● Problem description:
Reproduce the lines below exactly. Begin with the first, end with the line containing "negative clicks: (101, 307) (12, 379)", and leave out the pictures.

● Excerpted data:
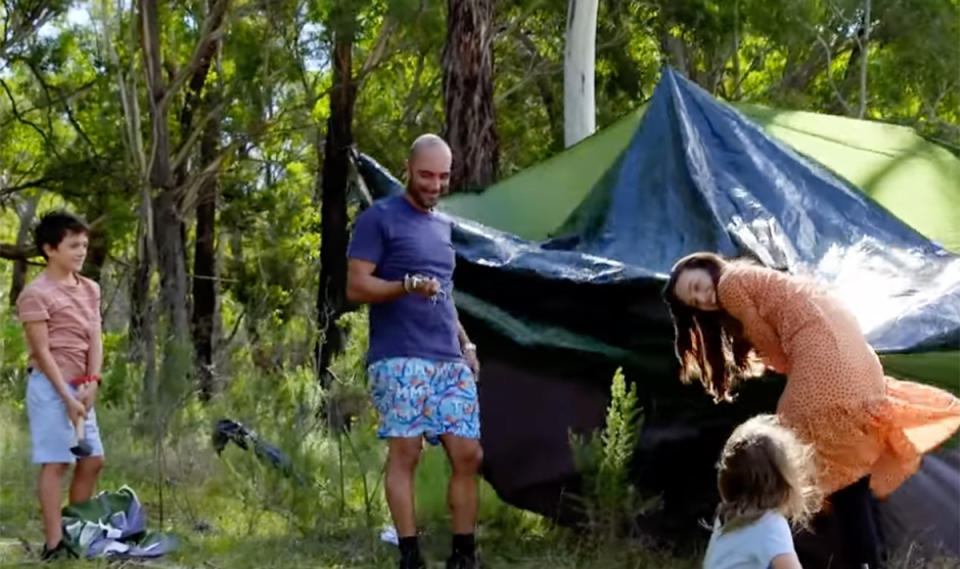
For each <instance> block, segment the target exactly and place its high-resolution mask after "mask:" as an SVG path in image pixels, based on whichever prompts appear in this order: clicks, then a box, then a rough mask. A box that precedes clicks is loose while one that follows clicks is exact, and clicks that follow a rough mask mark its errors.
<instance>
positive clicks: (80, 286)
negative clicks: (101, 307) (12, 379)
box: [17, 273, 101, 381]
mask: <svg viewBox="0 0 960 569" xmlns="http://www.w3.org/2000/svg"><path fill="white" fill-rule="evenodd" d="M17 317H18V318H19V319H20V321H21V322H24V323H27V322H40V321H46V322H47V337H48V339H49V345H50V352H51V354H52V355H53V359H54V360H55V361H56V362H57V366H58V367H59V368H60V373H61V374H62V375H63V379H64V380H66V381H69V380H71V379H73V378H76V377H80V376H83V375H86V374H87V364H88V359H89V358H88V354H89V352H90V344H91V341H92V340H93V338H95V337H97V336H98V335H99V334H100V328H101V323H100V286H99V285H98V284H97V283H96V282H94V281H92V280H90V279H88V278H86V277H82V276H80V275H77V277H76V280H74V279H70V281H67V282H63V283H59V282H55V281H53V280H51V279H50V278H49V277H47V275H46V273H42V274H41V275H40V276H39V277H37V278H36V279H35V280H34V281H33V282H31V283H30V284H29V285H27V286H26V287H25V288H24V289H23V292H21V293H20V296H19V297H18V298H17ZM34 356H35V354H33V353H32V351H31V353H30V363H29V365H30V366H32V367H37V362H36V358H35V357H34Z"/></svg>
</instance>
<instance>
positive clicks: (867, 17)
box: [857, 0, 870, 119]
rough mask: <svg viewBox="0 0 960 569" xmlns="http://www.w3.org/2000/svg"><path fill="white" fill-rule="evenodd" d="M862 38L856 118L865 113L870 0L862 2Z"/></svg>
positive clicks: (868, 46)
mask: <svg viewBox="0 0 960 569" xmlns="http://www.w3.org/2000/svg"><path fill="white" fill-rule="evenodd" d="M864 4H865V5H864V15H863V40H862V43H861V44H860V109H859V110H858V111H857V118H859V119H862V118H863V117H864V115H866V114H867V59H868V56H869V54H870V0H866V2H864Z"/></svg>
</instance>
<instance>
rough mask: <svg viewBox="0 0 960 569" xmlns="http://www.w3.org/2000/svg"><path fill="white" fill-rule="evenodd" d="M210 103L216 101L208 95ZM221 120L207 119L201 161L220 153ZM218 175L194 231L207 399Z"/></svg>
mask: <svg viewBox="0 0 960 569" xmlns="http://www.w3.org/2000/svg"><path fill="white" fill-rule="evenodd" d="M210 103H211V106H212V105H215V104H216V100H215V97H211V98H210ZM219 140H220V122H219V121H218V120H212V121H210V122H209V123H208V124H207V126H206V128H205V129H204V132H203V138H202V139H201V141H200V162H201V164H204V165H206V164H209V163H211V162H213V161H214V160H215V159H216V156H217V153H218V152H219ZM219 194H220V176H219V174H215V175H212V176H210V177H209V178H208V179H206V180H204V182H203V184H202V185H201V186H200V193H199V196H198V198H197V231H196V233H197V234H196V244H195V247H194V255H193V347H194V354H195V356H196V367H197V373H198V379H199V382H200V397H201V398H202V399H203V400H204V401H207V400H209V399H210V397H211V396H212V395H213V394H214V392H215V391H216V385H215V371H214V369H213V353H214V338H215V336H216V333H217V328H218V327H217V280H216V279H217V260H216V221H217V201H218V198H219Z"/></svg>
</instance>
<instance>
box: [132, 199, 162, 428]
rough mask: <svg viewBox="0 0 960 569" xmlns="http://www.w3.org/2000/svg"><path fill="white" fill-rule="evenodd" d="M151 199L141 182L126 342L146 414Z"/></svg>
mask: <svg viewBox="0 0 960 569" xmlns="http://www.w3.org/2000/svg"><path fill="white" fill-rule="evenodd" d="M156 258H157V251H156V242H155V240H154V221H153V199H152V198H151V197H150V186H149V184H148V183H147V182H146V180H144V182H143V185H142V187H141V191H140V234H139V235H138V238H137V268H136V272H135V274H134V278H133V283H132V287H133V290H132V291H131V294H130V299H131V302H130V304H131V310H130V343H131V348H132V350H131V351H132V355H133V359H134V361H138V362H140V363H142V364H143V393H142V398H143V408H144V409H145V410H147V411H149V410H150V409H151V406H152V404H153V403H154V402H155V401H157V398H158V391H159V385H158V383H157V365H156V363H157V337H156V333H157V324H156V311H155V306H154V302H153V292H152V291H151V290H150V281H151V278H152V276H153V271H154V267H155V266H156Z"/></svg>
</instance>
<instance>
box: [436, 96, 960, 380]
mask: <svg viewBox="0 0 960 569" xmlns="http://www.w3.org/2000/svg"><path fill="white" fill-rule="evenodd" d="M733 106H734V107H735V108H737V110H739V111H740V112H742V113H743V114H744V115H746V116H747V117H748V118H750V119H751V120H753V121H754V122H755V123H756V124H758V125H760V126H761V127H762V128H763V129H764V130H765V131H766V132H767V133H768V134H770V135H771V136H773V137H774V138H776V139H778V140H780V141H782V142H785V143H787V144H788V145H790V146H791V147H792V148H793V149H795V150H797V151H798V152H800V153H802V154H804V155H806V156H809V157H811V158H813V159H814V160H816V161H818V162H819V163H821V164H822V165H824V166H826V167H827V168H829V169H831V170H832V171H833V172H834V173H836V174H837V175H839V176H841V177H843V178H844V179H846V180H847V181H849V182H851V183H852V184H854V185H855V186H857V187H858V188H860V189H862V190H863V191H864V192H865V193H866V194H867V195H869V196H870V197H871V198H873V199H874V200H875V201H877V202H878V203H879V204H880V205H882V206H884V207H885V208H887V209H888V210H889V211H890V212H891V213H893V214H894V215H896V216H897V217H899V218H900V219H902V220H903V221H905V222H906V223H907V224H908V225H910V226H911V227H913V228H914V229H916V230H917V231H919V232H920V233H921V234H923V235H925V236H926V237H928V238H930V239H932V240H934V241H936V242H939V243H941V244H942V245H943V246H944V247H946V248H947V249H950V250H952V251H955V252H960V159H958V158H957V156H955V155H954V154H952V153H951V152H950V151H948V150H947V149H945V148H943V147H941V146H939V145H937V144H935V143H932V142H930V141H928V140H926V139H924V138H923V137H922V136H920V135H918V134H917V133H916V132H915V131H914V130H913V129H911V128H908V127H904V126H897V125H891V124H886V123H880V122H875V121H864V120H857V119H852V118H848V117H840V116H833V115H824V114H817V113H810V112H803V111H788V110H778V109H771V108H768V107H763V106H759V105H751V104H734V105H733ZM646 110H647V105H643V106H641V107H639V108H638V109H637V110H635V111H633V112H631V113H630V114H628V115H627V116H625V117H623V118H622V119H620V120H619V121H617V122H616V123H614V124H613V125H611V126H610V127H608V128H606V129H604V130H602V131H600V132H598V133H596V134H594V135H593V136H591V137H589V138H587V139H585V140H584V141H582V142H580V143H579V144H577V145H575V146H573V147H572V148H569V149H567V150H565V151H564V152H561V153H560V154H557V155H556V156H554V157H552V158H550V159H548V160H546V161H544V162H542V163H540V164H537V165H535V166H533V167H531V168H529V169H527V170H524V171H522V172H520V173H518V174H516V175H514V176H512V177H510V178H508V179H506V180H504V181H502V182H500V183H498V184H496V185H494V186H491V187H490V188H488V189H487V190H486V191H484V192H483V193H481V194H454V195H452V196H450V197H449V198H447V199H446V200H444V202H443V205H442V208H443V210H444V211H446V212H448V213H451V214H453V215H457V216H459V217H464V218H467V219H471V220H474V221H477V222H480V223H482V224H484V225H488V226H490V227H493V228H496V229H500V230H503V231H507V232H510V233H513V234H516V235H518V236H520V237H522V238H525V239H530V240H543V239H547V238H550V237H553V236H555V235H556V234H557V233H559V232H561V230H562V229H563V228H564V227H565V225H566V224H567V223H568V222H569V221H570V216H571V215H572V214H573V213H574V212H575V211H576V209H577V208H578V207H579V206H580V205H581V203H582V202H583V200H584V199H586V198H587V196H588V195H589V193H590V190H591V189H592V188H593V187H595V186H596V185H597V184H598V183H599V182H600V181H601V180H602V179H603V177H604V175H607V173H608V172H610V171H611V170H613V169H614V166H615V165H616V163H617V161H618V160H619V159H620V157H621V156H622V154H623V152H624V151H625V149H626V148H627V146H628V144H629V142H630V140H631V138H632V137H633V136H634V134H635V132H636V130H637V128H639V125H640V122H641V120H642V119H643V116H644V114H645V113H646ZM478 316H481V317H482V316H483V315H482V314H478ZM883 360H884V363H885V365H887V366H888V369H889V370H890V371H891V373H892V374H895V375H897V376H898V377H903V378H906V379H914V380H918V381H924V382H927V383H931V384H935V385H938V386H941V387H944V388H946V389H949V390H950V391H952V392H954V393H958V394H960V375H958V374H960V352H958V351H955V350H948V351H938V352H928V353H924V354H922V355H914V354H898V355H896V356H893V355H885V356H883Z"/></svg>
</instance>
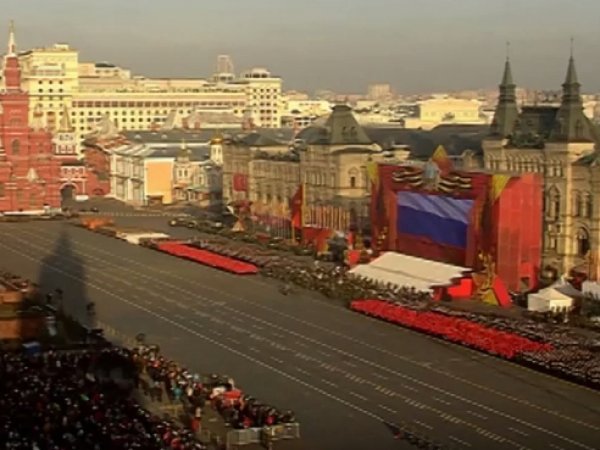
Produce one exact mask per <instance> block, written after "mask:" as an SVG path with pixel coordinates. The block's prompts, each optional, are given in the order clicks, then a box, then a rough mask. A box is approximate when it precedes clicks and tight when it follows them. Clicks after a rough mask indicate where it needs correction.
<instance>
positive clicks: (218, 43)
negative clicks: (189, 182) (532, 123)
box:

● Answer box:
For each <instance> block, segment the target exactly and place its high-resolution mask after "mask:" as an SVG path in image pixels, based on whichever prompts appear in this order: clicks, then a box, then a rough mask. A box that precedes clicks is loose while one that follows clicks is exact, and clicks that follow a rough mask mark its errors.
<instance>
positive clicks: (80, 286)
negative clicks: (101, 307) (12, 379)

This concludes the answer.